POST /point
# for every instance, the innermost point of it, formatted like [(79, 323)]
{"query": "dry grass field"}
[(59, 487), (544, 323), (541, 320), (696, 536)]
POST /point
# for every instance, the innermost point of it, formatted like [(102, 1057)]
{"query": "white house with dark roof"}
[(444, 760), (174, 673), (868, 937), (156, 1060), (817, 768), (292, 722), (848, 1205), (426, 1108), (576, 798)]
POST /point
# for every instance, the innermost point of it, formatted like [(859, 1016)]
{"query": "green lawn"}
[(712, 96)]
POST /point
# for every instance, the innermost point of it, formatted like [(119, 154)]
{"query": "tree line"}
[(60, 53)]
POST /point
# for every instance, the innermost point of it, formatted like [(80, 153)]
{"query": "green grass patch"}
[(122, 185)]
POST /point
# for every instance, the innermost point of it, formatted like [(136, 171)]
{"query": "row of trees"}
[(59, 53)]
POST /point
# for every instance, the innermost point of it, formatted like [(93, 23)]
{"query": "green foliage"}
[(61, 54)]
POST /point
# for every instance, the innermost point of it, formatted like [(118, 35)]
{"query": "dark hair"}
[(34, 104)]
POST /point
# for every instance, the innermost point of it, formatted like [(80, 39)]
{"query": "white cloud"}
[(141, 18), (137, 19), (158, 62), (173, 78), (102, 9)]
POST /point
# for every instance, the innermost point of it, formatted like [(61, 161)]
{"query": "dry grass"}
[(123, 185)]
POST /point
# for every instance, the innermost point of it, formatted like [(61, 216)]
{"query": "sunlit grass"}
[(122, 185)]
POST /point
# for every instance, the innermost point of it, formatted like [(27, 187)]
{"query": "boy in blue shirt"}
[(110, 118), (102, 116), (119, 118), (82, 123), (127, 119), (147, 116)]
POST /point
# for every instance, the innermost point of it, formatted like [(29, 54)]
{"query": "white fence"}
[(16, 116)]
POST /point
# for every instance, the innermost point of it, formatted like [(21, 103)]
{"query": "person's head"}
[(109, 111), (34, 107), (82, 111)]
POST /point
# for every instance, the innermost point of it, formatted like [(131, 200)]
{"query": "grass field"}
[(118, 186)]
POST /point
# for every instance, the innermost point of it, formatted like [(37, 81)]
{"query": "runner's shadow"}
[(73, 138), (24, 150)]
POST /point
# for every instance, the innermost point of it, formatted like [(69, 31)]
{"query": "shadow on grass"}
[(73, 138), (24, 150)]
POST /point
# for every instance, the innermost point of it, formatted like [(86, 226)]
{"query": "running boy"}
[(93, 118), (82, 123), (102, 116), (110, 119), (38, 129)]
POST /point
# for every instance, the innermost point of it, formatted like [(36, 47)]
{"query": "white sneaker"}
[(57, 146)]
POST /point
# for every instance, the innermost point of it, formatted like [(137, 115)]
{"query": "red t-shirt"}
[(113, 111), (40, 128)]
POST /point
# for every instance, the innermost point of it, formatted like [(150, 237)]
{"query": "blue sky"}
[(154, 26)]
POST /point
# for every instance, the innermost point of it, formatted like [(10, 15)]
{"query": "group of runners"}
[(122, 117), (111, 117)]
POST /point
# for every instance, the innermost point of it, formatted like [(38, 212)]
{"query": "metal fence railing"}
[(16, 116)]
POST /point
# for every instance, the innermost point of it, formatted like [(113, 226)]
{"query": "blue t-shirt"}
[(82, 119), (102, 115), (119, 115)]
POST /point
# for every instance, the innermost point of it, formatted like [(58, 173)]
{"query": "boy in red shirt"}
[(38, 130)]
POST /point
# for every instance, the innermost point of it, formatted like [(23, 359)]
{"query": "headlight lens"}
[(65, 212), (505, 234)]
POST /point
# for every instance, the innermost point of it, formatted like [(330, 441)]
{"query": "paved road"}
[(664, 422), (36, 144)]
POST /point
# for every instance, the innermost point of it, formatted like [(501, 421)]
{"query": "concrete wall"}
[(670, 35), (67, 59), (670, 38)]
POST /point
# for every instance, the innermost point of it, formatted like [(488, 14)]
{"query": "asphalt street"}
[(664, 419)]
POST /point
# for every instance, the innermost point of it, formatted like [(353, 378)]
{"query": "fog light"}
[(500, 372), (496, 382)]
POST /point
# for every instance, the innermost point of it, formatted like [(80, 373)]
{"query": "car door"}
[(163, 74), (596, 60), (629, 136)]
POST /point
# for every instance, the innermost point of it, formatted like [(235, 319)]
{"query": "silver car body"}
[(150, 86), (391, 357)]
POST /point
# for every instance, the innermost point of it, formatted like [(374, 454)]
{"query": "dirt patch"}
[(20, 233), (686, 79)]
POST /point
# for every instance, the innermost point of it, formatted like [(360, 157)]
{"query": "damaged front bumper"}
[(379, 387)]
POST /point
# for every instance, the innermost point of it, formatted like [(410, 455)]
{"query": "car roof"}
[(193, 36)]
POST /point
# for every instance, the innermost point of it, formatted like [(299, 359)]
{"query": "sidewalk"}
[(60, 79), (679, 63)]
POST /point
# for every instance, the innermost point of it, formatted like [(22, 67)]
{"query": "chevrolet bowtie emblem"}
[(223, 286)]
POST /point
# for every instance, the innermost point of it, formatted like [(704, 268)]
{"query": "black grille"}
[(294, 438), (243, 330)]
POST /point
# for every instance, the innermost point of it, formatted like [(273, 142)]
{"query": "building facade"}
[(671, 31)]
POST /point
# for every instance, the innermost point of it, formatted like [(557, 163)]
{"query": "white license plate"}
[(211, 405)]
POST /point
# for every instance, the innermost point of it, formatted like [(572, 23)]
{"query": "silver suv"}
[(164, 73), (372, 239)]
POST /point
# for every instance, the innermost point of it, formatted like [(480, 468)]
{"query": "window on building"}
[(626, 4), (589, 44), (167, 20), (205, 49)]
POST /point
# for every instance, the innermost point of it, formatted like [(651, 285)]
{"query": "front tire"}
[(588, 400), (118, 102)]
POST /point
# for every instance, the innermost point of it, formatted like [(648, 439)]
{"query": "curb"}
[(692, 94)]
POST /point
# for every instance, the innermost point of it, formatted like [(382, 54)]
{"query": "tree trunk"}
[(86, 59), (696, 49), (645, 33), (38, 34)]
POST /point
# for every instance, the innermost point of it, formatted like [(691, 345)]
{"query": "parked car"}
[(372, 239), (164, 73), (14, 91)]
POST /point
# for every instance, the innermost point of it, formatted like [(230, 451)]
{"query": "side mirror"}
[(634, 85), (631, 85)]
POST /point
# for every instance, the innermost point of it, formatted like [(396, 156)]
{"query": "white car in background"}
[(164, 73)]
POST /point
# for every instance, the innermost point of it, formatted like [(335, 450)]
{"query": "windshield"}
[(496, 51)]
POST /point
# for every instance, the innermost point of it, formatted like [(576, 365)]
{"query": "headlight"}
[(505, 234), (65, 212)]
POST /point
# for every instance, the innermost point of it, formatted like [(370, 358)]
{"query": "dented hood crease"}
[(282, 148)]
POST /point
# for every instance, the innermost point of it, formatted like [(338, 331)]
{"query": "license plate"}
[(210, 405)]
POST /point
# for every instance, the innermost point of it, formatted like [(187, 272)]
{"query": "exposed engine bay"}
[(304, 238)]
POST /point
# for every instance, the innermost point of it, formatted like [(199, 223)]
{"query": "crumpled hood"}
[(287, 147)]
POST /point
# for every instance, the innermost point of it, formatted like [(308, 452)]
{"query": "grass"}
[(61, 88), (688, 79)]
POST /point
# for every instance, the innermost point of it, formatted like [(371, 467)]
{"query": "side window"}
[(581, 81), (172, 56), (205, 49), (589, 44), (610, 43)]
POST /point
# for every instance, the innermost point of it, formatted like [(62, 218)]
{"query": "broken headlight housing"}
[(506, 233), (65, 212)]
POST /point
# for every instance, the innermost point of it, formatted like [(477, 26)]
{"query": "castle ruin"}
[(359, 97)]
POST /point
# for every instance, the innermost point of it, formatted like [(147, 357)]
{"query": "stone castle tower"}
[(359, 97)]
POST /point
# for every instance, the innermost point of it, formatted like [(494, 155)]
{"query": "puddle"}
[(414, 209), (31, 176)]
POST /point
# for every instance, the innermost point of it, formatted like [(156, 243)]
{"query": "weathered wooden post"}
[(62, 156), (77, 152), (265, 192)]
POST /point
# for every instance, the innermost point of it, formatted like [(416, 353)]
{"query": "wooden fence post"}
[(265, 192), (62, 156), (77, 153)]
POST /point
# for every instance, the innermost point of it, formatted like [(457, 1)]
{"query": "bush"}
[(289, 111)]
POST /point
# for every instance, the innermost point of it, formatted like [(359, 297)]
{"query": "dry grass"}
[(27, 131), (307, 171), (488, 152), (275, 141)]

* * * * * * * * *

Return exactly the opening lines of the listing above, ending with the line that has "like [(859, 1016)]".

POST /point
# for every instance, the innermost point of it, formatted like [(79, 323)]
{"query": "dry grass field"}
[(59, 487), (544, 323), (541, 320), (696, 536)]
POST /point
# for every instance, the innermost point of it, formatted like [(102, 1057)]
{"query": "white house with dark roof"}
[(444, 760), (174, 673), (868, 937), (156, 1060), (817, 768), (292, 722), (848, 1205), (426, 1108), (576, 798)]
POST /point
# for every instance, the innermost point of it, formatted like [(859, 1016)]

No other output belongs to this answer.